*TASK DIRECTIONS*
According to the article on yoghurt below, roughly how many varieties of tarhana soup are there in Anatolia?

*PASSAGE SHOWN*

In order to survive in the wild, the first thing man had to do was find something to eat. Until the invention of agriculture, he hunted and eventually learned to domesticate animals. The sheep and the goat were the first, with roots going back to Central Asia. The sheep’s suckling of her young led to the discovery of milk. Fragile in structure, milk begins to change the minute it is exposed to the air. Accelerated by bacteria peculiar to the climate of Central Asia and the Caucasus, fermentation turns the liquid into a solid. This chemical change produces the physical change that the Turks call ‘yoghurt’.
Yoghurt is soft, smooth, and slightly sour in taste, refreshing to the palate as to the brain. More than an invention of man it is a gift produced from nature’s own raw materials. As old as human history, it is perhaps the first example of food production.
Yoghurt remains important today among the time-honored nutritional techniques of Central Asian, Middle Eastern and Anatolian societies.
HEALTHY AND TASTY
The first person to carry out scientific studies on yoghurt was Pasteur’s assistant, the Russian biologist Metchnikoff, who discovered that it was the product of a chemical reaction caused by two bacteria, ‘Streptococcus thermopilus’ and ‘Thermobacterium bulgaricum’. Yoghurt is made at home by adding a little old yoghurt to milk as a culture. According to the Larousse Gastronomique, however, the ancient Turks made their yoghurt by boiling milk and then storing it for 2-3 days in closed containers made of leather or clay. Again from Larousse Gastronomique we learn that yoghurt first arrived in France in the time of Francois I. During the Ottoman period an Istanbul Jewish doctor is known to have used yoghurt to treat this French king’s intestinal complaint and to have returned to Istanbul without divulging the secret formula. Yoghurt is not only rich in vitamin B, protein and calcium, it is also easy to digest. Medically, it is believed to be very useful for promoting development of the flora needed by the intestines. Although yoghurt spread throughout the world, more precisely to the West, thanks to
the First World War, it has still not caught on in western cuisine.
THE WORLD’S FIRST SOUP MIX
Yoghurt is an integral part of everyday life in Anatolia. Under the conditions of nomadic life, the Turks developed yoghurt into a virtual fast food. Techniques for drying yoghurt to a powder, for example, storing it in cloth bags and reconstituting
it with water when needed were passed from nomadic to sedentary culture.
The best of example of this is tarhana, the world’s first soup mix, which was made in Anatolia. Tarhana arose from the need to be able to preserve yoghurt. Tarhana soup is believed to have originated from a process of reducing wheat to flour and mixing it with milk in the form of yoghurt and then drying it to a powder that could be stored for
years. There are an estimated 150 varieties of this soup in Anatolia.
DISHES MADE WITH YOGHURT
Turks use yoghurt in the preparation of hot soups and other dishes. In fact, yoghurt separates when heated. But this can be prevented by mixing it with a little egg white or yolk or a small amount of cornstarch. As well as aiding digestion, the yoghurt used in hot dishes leaves a refreshing taste on the palate, unlike the cream used in the West, which is very filling. Gaziantep specialties like yuvalama, alinazik, siveydiz and garlic soup all testify to the miracle that the addition of yoghurt can work.
‘BURNT YOGHURT OF DENIZLI’
Several varieties of yoghurt are encountered in Anatolia. Among them I would only like to describe the ‘burnt yoghurt’ peculiar to the Denizli region, which has an extraordinary smoky flavor. The producer, Tekin Bey, describes the making of this yoghurt as follows: “Pour some milk into a copper kettle and heat very hot.
To this burnt milk, add the milk that is to be made into yoghurt and boil. When it reaches 41 degrees, the culture will ‘work’. Remove from the heat and wait for the yoghurt to form.” The smoky taste produced by burning the milk is, to my mind, an extraordinary gastronomic invention.

*STORED DATA*
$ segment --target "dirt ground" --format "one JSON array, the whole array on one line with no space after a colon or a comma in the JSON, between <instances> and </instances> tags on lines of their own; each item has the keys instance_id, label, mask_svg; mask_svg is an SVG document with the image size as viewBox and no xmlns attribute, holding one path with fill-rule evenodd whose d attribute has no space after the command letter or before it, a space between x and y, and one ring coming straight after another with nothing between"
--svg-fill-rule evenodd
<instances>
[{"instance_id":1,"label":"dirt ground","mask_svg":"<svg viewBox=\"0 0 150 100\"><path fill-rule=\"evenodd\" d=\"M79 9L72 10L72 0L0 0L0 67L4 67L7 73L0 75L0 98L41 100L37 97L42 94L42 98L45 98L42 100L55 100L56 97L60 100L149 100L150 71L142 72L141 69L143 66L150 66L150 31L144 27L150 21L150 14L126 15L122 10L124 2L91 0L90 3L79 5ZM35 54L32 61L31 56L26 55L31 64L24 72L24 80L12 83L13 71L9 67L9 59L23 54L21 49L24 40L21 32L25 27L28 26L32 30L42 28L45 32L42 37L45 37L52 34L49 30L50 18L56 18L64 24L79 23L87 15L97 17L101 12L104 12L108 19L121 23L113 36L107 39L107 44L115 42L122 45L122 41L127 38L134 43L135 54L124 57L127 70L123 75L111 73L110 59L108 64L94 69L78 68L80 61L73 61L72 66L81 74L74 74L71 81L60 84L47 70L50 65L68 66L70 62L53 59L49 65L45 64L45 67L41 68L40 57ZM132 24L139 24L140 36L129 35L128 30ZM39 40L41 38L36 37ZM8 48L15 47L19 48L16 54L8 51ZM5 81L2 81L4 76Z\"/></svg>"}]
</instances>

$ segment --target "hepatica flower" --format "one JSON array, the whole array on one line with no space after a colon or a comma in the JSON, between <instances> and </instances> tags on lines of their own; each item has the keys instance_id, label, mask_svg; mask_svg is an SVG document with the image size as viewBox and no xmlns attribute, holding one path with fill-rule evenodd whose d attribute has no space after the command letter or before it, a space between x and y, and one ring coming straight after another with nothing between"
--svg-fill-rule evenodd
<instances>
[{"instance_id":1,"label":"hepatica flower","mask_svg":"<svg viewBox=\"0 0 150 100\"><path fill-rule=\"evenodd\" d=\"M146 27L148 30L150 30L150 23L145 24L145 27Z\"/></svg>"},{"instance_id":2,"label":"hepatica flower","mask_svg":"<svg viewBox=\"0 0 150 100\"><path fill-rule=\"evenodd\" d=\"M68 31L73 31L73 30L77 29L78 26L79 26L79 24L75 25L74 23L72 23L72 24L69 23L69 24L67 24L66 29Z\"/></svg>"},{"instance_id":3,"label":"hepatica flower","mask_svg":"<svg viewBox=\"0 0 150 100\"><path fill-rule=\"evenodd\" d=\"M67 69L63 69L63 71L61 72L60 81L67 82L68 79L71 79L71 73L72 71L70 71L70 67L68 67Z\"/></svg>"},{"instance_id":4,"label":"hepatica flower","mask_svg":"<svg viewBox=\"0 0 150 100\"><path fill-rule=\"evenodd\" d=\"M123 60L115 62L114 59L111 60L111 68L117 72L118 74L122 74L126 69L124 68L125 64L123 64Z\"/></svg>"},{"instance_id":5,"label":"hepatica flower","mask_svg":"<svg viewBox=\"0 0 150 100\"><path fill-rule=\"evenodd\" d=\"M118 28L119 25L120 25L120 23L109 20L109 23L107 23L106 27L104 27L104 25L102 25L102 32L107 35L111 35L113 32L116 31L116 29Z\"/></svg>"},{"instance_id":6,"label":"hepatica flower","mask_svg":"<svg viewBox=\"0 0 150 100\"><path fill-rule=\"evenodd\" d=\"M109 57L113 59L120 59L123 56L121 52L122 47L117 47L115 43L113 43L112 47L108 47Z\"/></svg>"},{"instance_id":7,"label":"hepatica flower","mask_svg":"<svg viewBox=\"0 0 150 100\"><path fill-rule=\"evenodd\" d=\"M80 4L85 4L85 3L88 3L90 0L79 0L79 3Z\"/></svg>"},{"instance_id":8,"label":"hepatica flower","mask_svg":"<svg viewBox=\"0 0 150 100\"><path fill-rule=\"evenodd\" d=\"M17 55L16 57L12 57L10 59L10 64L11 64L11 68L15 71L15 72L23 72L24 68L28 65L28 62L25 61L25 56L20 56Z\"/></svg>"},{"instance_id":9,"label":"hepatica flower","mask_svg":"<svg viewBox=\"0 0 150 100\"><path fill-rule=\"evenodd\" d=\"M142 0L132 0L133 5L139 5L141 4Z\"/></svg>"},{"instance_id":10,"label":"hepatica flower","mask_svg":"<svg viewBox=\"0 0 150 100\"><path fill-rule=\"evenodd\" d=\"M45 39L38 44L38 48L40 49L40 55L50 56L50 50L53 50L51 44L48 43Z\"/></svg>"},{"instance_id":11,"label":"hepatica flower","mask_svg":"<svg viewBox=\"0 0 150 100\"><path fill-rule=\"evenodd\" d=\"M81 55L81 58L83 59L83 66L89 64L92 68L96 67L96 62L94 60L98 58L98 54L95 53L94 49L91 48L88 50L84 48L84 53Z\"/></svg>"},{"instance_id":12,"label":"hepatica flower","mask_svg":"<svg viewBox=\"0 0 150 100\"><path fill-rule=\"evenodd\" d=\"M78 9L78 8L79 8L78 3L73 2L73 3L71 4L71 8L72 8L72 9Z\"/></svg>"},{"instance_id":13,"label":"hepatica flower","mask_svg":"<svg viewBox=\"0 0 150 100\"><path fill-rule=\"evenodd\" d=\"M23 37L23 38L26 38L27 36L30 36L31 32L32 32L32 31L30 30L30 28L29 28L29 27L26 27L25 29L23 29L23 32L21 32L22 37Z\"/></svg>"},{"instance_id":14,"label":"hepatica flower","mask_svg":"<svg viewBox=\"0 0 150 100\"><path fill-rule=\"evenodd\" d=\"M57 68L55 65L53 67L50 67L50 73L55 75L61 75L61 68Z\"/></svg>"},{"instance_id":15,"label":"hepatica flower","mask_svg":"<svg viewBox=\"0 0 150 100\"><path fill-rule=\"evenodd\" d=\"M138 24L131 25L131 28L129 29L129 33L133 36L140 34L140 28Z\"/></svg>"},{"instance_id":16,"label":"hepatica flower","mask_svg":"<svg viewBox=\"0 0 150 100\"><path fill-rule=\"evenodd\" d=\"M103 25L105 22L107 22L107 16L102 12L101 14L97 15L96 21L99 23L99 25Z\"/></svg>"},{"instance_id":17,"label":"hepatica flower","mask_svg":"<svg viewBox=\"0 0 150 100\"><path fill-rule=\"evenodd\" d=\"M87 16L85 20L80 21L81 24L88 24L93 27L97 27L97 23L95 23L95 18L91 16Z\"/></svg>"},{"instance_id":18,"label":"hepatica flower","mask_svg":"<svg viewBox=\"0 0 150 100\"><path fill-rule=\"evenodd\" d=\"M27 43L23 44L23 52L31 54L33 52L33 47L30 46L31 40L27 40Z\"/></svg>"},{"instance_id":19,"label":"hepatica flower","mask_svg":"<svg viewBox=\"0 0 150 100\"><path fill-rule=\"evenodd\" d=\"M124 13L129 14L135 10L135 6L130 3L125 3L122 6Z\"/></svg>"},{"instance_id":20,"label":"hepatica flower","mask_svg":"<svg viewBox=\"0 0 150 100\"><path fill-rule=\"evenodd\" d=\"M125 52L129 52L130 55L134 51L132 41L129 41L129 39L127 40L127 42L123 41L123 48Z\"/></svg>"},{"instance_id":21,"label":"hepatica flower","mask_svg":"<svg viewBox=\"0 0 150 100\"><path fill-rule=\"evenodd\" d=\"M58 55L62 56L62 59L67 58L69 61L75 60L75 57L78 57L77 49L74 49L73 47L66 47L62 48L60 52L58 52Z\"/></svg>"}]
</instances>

*EXPECTED ANSWER*
An estimated 150.